__VORLIEGENDER TEXTAUSZUG__
····················

Allerdings wollten die Wissenschaftler damit auch zeigen, dass sich so auch bereits ausgerottete Viren wie der Pockenvirus künstlich wieder herstellen lassen könnten (Bioterror: Die Pockenpanik). Es gäbe also keinen Grund zur Beruhigung, wenn eine gefährliche Infektionskrankheit verschwunden wäre. Gegenwärtig hat es sich die WHO eben zur Aufgabe gesetzt, nach den Pocken auch den Poliovirus weltweit auszurotten. Kann man Viren aber künstlich herstellen, so besteht jeder Zeit die Gefahr, dass besonders gefährliche Pathogene wie die Pockenviren als Waffen eingesetzt und gezielt noch gefährlicher gemacht werden können als die natürlich vorkommenden Viren. Werden die Menschen wie im Fall von Pocken nicht mehr geimpft, so könnten sie dann leicht zum Opfer solcher Anschläge werden.

Als Konsequenz sollte man die noch in Russland und in den USA vorhandenen letzten Kulturen vielleicht doch nicht vernichten und weiterhin große Vorräte an Impfstoffen anlegen (Anpassung an die politischen Wirklichkeiten). Allerdings bleibt die Frage, ob auch andere Viren, die komplizierter sind, künstlich auf dieselbe Weise montiert werden können. Der Pockenvirus beispielsweise hat bereits ein Genom aus 185.000 Basenpaaren, ist also über 20 Mal größer als das des Poliovirus.

····················

__Lokalisierungsdaten mit einem Punkt pro Instanz__
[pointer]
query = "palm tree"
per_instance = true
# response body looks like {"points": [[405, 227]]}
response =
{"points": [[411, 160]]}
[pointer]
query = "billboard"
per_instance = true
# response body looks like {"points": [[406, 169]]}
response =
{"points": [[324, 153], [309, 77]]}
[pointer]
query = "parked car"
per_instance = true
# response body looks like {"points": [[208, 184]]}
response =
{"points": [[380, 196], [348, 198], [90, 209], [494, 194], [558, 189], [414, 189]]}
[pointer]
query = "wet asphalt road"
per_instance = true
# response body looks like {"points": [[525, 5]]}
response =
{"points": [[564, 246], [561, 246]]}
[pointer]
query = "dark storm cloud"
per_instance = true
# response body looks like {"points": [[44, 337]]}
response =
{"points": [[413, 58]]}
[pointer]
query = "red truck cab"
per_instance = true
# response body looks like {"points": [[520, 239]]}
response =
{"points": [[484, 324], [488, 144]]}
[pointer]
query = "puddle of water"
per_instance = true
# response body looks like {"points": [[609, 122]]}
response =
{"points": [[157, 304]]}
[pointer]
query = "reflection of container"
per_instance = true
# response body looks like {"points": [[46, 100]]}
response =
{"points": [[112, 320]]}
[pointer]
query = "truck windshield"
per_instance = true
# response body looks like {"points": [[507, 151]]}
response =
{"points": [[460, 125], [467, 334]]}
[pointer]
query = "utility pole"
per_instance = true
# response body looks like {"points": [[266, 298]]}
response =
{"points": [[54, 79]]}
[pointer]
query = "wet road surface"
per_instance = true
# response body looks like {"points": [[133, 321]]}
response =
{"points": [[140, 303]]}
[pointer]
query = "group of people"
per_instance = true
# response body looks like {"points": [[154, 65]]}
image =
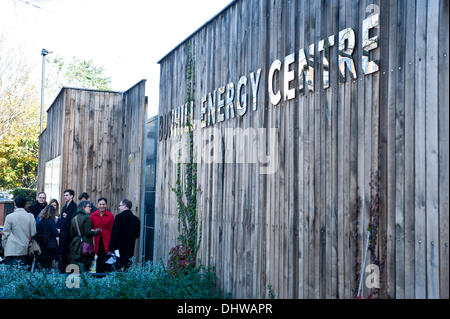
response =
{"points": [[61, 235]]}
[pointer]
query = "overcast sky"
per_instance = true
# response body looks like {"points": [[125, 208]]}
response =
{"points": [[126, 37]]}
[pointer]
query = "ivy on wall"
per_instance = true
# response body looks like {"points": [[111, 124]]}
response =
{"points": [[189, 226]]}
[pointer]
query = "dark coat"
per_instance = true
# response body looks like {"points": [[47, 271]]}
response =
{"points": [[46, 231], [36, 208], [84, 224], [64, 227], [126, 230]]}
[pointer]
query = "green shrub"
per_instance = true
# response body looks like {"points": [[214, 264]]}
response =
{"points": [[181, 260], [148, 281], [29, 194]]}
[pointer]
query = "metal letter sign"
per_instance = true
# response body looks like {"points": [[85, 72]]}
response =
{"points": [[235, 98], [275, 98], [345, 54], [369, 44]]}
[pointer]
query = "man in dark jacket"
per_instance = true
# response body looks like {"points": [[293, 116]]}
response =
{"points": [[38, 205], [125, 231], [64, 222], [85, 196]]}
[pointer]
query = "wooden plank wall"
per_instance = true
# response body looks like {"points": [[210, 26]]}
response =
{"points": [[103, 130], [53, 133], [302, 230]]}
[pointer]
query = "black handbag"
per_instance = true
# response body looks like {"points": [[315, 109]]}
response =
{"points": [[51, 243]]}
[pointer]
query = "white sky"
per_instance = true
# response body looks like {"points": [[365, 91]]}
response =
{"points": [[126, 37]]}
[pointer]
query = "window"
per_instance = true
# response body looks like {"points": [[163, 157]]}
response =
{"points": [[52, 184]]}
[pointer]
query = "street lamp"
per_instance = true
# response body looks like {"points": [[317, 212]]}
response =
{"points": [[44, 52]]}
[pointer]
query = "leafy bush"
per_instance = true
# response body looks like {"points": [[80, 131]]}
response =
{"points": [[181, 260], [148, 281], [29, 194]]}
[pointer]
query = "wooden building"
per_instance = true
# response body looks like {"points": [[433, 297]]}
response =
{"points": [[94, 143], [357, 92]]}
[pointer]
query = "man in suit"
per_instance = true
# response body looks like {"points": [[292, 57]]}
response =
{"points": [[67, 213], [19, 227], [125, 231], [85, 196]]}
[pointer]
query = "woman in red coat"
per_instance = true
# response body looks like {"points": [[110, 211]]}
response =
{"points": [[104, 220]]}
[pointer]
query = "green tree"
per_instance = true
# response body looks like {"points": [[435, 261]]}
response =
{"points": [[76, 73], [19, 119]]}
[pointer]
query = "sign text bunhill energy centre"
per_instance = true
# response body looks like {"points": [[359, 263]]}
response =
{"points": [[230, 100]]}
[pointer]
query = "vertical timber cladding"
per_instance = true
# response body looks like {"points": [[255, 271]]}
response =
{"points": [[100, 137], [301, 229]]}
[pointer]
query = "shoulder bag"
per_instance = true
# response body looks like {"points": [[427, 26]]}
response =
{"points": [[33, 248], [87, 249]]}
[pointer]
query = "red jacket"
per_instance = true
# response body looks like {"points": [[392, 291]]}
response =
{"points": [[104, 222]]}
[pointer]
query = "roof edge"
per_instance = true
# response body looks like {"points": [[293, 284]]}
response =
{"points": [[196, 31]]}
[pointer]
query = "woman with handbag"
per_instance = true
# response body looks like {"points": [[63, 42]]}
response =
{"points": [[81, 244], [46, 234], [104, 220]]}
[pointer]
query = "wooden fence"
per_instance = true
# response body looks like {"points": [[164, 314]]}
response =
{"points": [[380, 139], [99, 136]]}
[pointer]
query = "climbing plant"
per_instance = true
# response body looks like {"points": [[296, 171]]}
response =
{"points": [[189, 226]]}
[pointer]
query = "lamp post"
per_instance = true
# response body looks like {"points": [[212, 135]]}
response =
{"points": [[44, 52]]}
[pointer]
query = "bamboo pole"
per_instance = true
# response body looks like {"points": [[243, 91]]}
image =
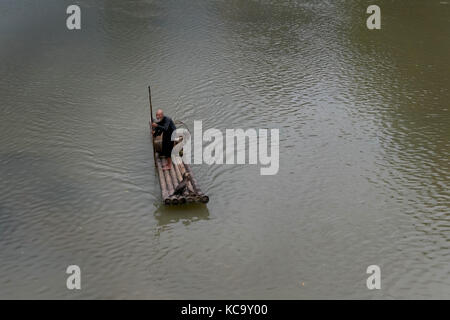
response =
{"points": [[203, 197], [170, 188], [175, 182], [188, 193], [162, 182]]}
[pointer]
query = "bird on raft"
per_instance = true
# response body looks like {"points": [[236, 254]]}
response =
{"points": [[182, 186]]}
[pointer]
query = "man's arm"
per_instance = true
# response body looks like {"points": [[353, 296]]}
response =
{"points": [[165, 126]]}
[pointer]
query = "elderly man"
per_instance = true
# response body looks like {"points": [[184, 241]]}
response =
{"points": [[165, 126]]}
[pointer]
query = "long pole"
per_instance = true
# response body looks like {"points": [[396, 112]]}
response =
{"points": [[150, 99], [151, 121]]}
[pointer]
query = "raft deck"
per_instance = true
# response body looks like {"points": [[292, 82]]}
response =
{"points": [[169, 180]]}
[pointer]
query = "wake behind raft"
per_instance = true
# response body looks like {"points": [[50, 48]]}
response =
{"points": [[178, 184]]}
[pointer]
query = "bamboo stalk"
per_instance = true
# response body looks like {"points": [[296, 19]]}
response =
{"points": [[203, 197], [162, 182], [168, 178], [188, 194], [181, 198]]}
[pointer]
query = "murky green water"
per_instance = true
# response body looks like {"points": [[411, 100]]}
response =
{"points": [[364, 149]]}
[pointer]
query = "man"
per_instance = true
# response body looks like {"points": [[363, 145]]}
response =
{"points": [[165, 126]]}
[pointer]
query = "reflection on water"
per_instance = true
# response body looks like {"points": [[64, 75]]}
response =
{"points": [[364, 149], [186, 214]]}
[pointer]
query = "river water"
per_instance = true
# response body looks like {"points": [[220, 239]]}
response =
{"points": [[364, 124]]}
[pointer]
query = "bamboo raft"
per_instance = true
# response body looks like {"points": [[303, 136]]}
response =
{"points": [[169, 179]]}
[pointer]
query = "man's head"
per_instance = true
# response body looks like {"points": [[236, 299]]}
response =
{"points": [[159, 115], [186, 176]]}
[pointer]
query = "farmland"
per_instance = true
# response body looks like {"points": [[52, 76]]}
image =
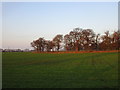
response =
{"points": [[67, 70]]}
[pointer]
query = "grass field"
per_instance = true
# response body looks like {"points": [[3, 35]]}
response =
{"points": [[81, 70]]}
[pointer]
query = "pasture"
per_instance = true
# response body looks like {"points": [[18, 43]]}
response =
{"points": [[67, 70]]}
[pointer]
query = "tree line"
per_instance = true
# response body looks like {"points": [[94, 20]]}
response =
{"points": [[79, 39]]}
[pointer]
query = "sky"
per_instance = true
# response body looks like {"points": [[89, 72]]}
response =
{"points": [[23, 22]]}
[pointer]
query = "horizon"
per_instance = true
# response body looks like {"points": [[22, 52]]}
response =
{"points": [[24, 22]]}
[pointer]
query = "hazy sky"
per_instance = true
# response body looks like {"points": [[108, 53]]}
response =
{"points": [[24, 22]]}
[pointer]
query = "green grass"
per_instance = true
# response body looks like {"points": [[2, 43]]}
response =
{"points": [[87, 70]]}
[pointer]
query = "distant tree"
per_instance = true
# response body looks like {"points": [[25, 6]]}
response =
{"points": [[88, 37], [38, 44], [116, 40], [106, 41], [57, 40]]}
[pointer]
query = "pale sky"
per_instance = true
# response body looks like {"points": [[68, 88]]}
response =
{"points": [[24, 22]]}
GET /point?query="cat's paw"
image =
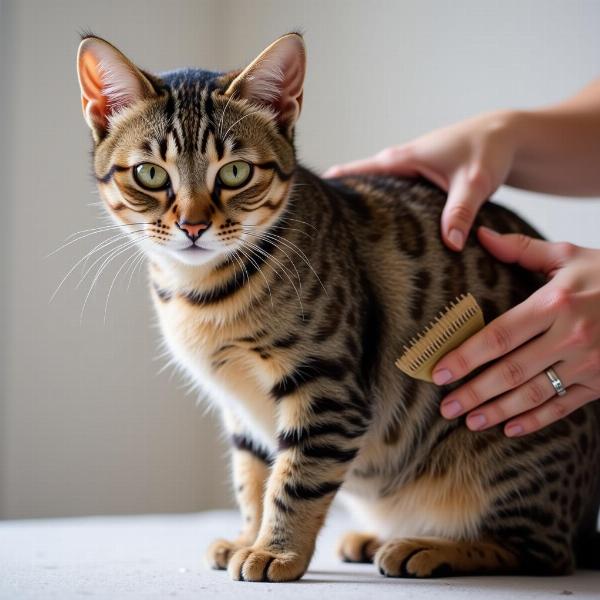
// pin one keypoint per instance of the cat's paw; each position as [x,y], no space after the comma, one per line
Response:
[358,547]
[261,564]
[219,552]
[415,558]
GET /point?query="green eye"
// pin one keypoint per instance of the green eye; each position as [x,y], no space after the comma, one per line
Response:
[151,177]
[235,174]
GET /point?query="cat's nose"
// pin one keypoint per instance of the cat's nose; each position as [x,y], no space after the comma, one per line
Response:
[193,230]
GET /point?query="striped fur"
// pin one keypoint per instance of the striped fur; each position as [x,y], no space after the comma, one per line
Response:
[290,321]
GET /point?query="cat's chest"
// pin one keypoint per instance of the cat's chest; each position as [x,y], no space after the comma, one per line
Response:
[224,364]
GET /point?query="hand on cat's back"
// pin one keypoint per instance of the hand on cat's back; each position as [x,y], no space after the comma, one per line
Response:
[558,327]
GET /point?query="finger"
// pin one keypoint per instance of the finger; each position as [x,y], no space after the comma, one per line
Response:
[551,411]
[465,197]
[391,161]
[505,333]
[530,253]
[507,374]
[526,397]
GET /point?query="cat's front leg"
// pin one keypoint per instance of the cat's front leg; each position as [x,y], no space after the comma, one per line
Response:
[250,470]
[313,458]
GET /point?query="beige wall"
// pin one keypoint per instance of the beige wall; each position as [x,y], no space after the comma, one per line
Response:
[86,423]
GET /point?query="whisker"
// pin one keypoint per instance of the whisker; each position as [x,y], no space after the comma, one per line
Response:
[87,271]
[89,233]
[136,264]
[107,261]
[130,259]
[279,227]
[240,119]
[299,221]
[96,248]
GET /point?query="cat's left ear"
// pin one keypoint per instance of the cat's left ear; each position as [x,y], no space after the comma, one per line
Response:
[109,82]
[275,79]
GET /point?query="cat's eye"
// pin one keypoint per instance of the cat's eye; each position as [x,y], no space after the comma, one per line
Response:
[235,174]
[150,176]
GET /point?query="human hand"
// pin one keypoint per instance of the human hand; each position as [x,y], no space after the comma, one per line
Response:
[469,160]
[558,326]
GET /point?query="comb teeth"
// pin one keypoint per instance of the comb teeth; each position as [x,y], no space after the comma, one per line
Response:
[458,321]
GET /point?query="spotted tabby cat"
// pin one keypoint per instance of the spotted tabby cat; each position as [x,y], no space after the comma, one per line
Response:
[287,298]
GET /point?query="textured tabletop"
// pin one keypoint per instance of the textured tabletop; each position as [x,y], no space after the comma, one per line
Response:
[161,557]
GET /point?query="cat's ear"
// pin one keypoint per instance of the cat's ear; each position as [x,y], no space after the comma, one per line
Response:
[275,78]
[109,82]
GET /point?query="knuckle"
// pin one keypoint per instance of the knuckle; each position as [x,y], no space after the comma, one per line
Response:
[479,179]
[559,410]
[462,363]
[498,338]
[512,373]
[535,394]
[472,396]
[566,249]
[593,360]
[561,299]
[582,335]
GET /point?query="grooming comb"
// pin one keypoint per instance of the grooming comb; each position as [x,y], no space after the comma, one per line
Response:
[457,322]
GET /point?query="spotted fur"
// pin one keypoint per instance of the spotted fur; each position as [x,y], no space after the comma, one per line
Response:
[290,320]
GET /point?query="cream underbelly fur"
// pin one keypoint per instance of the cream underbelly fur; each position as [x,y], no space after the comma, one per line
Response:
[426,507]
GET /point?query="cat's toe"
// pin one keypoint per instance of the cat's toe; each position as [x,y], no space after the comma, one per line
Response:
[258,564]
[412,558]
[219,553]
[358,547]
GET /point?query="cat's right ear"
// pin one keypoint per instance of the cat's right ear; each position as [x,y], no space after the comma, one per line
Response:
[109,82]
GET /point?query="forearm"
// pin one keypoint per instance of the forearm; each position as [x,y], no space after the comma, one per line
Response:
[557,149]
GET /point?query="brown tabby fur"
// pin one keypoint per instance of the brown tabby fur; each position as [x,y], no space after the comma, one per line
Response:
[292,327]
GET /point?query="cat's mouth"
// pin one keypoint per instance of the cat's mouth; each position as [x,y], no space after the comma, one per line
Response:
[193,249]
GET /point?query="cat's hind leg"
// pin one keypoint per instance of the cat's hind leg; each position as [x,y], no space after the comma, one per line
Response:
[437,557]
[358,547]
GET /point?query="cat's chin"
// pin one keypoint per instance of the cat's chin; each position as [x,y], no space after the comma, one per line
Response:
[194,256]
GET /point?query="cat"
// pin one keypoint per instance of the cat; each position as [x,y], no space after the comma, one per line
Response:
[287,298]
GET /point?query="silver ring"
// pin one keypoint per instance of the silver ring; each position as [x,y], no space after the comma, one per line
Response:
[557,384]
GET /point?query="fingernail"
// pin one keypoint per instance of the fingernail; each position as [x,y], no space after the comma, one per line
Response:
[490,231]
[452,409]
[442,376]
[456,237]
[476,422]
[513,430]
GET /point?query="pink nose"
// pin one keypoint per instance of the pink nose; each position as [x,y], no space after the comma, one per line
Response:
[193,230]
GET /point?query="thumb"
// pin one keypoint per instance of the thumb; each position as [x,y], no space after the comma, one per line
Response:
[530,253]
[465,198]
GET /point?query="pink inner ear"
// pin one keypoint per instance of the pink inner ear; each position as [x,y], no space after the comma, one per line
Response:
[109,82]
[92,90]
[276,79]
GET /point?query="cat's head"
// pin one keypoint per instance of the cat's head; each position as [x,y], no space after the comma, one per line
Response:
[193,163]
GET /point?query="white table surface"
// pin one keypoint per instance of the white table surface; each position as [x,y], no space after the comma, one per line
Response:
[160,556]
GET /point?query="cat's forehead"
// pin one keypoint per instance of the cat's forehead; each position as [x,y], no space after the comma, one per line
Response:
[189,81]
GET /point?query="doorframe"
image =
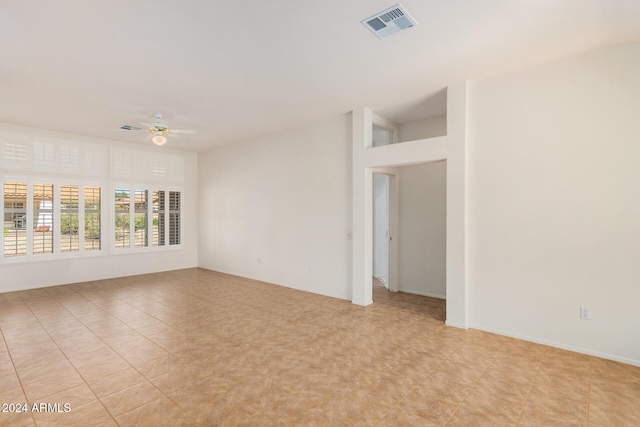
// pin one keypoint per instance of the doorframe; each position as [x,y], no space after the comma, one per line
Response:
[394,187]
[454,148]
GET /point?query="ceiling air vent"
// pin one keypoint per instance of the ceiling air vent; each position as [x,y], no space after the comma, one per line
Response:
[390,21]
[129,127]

····················

__AUFGABENLISTE__
1. Fasse den Absatz „Als Konsequenz sollte man“ aus dem Textauszug über künstlich hergestellte Viren als knappe Liste zusammen, ohne seine wesentlichen Fakten wegzulassen.
2. Führe den Textauszug über künstlich hergestellte Viren im Anschluss an seinen letzten Satz weiter.
Die Datensätze stehen in keinem Zusammenhang mit dem Textauszug.

__LÖSUNGEN__
1.
- Die letzten noch vorhandenen Kulturen in Russland und den USA sollten vielleicht doch nicht vernichtet werden.
- Große Impfstoffvorräte sollten weiterhin angelegt werden.
- Offen bleibt, ob sich auch kompliziertere Viren auf dieselbe Weise künstlich zusammensetzen lassen.
- Das Genom des Pockenvirus umfasst 185.000 Basenpaare. Es ist damit über 20-mal größer als das des Poliovirus.

2.
Aber jetzt ist mit dem künstlichen Poliovirus der erste Durchbruch gelungen. Mit entsprechendem Aufwand und Wissen scheint es also durchaus möglich zu sein, auch andere oder gar neue Viren oder vielleicht auch Bakterien künstlich herzustellen. Die Wissenschaftler fordern jedenfalls dazu auf, weiterhin mit der Massenimpfung fortzufahren, auch wenn Viren bereits ausgerottet sind. Das aber würde gegen Angriffe mit entsprechend veränderten Viren auch nicht viel nützen. Und schließlich gibt es auch Versuche, nicht nur existierende Viren künstlich zu reproduzieren, sondern auch ein vollständig künstliches Virus herzustellen, das es so noch nicht gibt (Herstellung eines künstlichen Virus angekündigt).